Reproduce the passage of the Carol Davis biography starting at "Carol Davis ( Sagal;" and ending at "Raiders in 1963.", word for word.

- **Document excerpt**
-- -- --
- Carol and Al Davis
- Born: Carol Sagal January 16, 1932 New York City, U.S.
- Died: October 24, 2025 (aged 93) Oakland, California, U.S.
- Education: Degree in marketing
- Alma mater: New York University
- Occupations: Fashion buyer and sports franchise owner
- Years active: 1950s–2025
- Known for: Co-owner of the Las Vegas Raiders
- Spouse: Al Davis ​ ​(m. 1954; died 2011)​
- Children: Mark Davis

= Carol Davis (American football) =

American businesswoman and sports team owner (1932–2025)

Carol Davis ( Sagal; January 16, 1932 – October 24, 2025) was an American businesswoman and sports franchise owner. She was part-owner of the Las Vegas Raiders of the National Football League (NFL). Davis inherited the team from her husband, Al Davis, upon his death in 2011.

==Life and career==
Davis was born on January 16, 1932, in New York City, where she also grew up. Her parents ran a successful department store in downtown Brooklyn. Davis graduated from New York University with a marketing degree. She worked as a buyer, selecting designer clothing for retail stores, before her husband joined the Oakland Raiders. Carol and Al Davis married in a synagogue in Brooklyn in 1954 after his discharge from the U.S. Army; the couple established a first home in Atlantic Beach, near Al's parents. They settled in the East Bay in California after he began with the Raiders in 1963.
-- -- --
- **Study material**
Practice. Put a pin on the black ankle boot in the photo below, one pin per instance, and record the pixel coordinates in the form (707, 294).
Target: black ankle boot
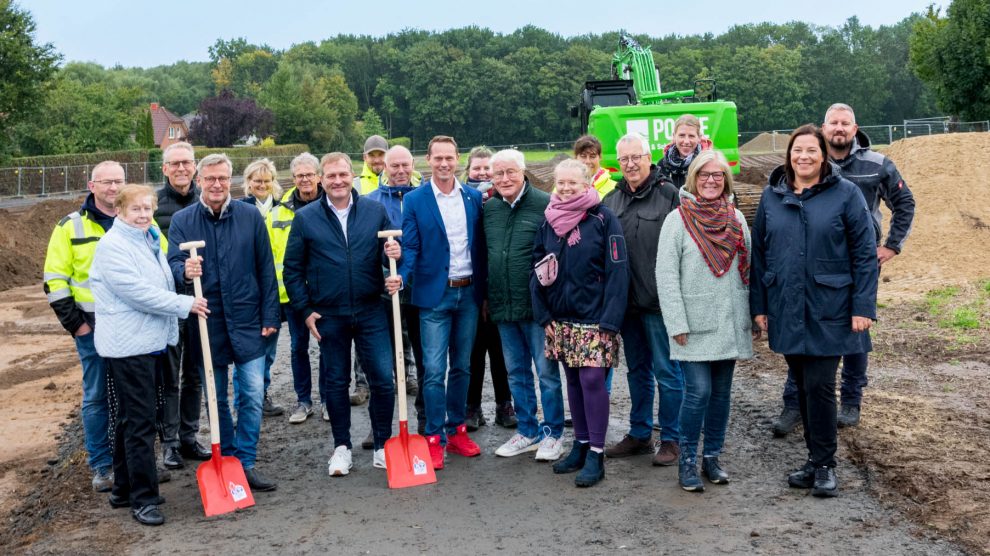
(574, 460)
(593, 470)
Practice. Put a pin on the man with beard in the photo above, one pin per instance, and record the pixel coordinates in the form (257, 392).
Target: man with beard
(878, 179)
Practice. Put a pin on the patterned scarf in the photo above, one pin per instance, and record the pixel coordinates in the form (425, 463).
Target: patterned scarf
(717, 233)
(564, 216)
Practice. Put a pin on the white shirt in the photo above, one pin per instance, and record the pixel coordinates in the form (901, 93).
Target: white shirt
(454, 216)
(342, 214)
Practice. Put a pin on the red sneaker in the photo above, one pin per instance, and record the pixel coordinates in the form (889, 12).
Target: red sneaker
(436, 450)
(461, 444)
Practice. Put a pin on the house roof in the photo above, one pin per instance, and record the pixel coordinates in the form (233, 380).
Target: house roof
(160, 120)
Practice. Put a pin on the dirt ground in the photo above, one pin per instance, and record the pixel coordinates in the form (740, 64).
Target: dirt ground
(915, 475)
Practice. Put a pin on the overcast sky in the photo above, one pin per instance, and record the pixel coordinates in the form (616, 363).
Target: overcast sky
(143, 33)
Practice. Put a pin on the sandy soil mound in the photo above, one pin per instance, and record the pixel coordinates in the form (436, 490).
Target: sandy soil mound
(24, 240)
(950, 178)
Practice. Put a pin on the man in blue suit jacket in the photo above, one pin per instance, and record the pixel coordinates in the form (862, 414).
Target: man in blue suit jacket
(444, 259)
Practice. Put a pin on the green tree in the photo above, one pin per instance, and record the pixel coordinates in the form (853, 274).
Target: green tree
(952, 55)
(25, 69)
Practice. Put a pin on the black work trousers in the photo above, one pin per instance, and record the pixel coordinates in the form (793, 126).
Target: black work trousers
(815, 378)
(180, 422)
(132, 397)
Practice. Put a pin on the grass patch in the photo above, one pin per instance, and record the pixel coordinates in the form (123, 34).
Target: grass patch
(936, 300)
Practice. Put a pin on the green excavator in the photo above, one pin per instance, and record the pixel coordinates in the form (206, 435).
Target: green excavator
(632, 101)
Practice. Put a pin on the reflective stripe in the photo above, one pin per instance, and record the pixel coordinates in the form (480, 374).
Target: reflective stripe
(77, 225)
(59, 294)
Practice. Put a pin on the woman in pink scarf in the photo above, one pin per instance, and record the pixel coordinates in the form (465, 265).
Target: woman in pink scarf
(579, 292)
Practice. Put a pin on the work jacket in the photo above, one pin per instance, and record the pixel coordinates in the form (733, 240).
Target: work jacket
(67, 264)
(814, 266)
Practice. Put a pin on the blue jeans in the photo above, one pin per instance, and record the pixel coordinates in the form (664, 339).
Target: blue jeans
(447, 329)
(242, 442)
(368, 329)
(707, 389)
(95, 408)
(522, 345)
(853, 381)
(647, 351)
(271, 345)
(302, 370)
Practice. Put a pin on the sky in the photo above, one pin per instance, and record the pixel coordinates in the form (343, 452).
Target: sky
(146, 34)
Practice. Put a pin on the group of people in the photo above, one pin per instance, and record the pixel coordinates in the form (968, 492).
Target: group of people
(661, 263)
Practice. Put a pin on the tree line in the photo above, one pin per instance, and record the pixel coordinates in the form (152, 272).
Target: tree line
(485, 87)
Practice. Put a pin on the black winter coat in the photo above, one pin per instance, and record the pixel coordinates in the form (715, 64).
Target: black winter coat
(592, 280)
(641, 214)
(238, 277)
(330, 275)
(814, 267)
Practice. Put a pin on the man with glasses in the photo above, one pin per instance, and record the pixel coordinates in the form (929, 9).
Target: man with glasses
(642, 199)
(305, 170)
(181, 385)
(67, 263)
(238, 274)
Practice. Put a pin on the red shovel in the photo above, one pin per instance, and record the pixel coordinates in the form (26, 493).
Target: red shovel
(407, 456)
(222, 483)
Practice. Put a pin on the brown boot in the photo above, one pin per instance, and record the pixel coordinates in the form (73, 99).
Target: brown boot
(667, 453)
-- -- --
- **Exercise answer**
Carol Davis ( Sagal; January 16, 1932 – October 24, 2025) was an American businesswoman and sports franchise owner. She was part-owner of the Las Vegas Raiders of the National Football League (NFL). Davis inherited the team from her husband, Al Davis, upon his death in 2011.

==Life and career==
Davis was born on January 16, 1932, in New York City, where she also grew up. Her parents ran a successful department store in downtown Brooklyn. Davis graduated from New York University with a marketing degree. She worked as a buyer, selecting designer clothing for retail stores, before her husband joined the Oakland Raiders. Carol and Al Davis married in a synagogue in Brooklyn in 1954 after his discharge from the U.S. Army; the couple established a first home in Atlantic Beach, near Al's parents. They settled in the East Bay in California after he began with the Raiders in 1963.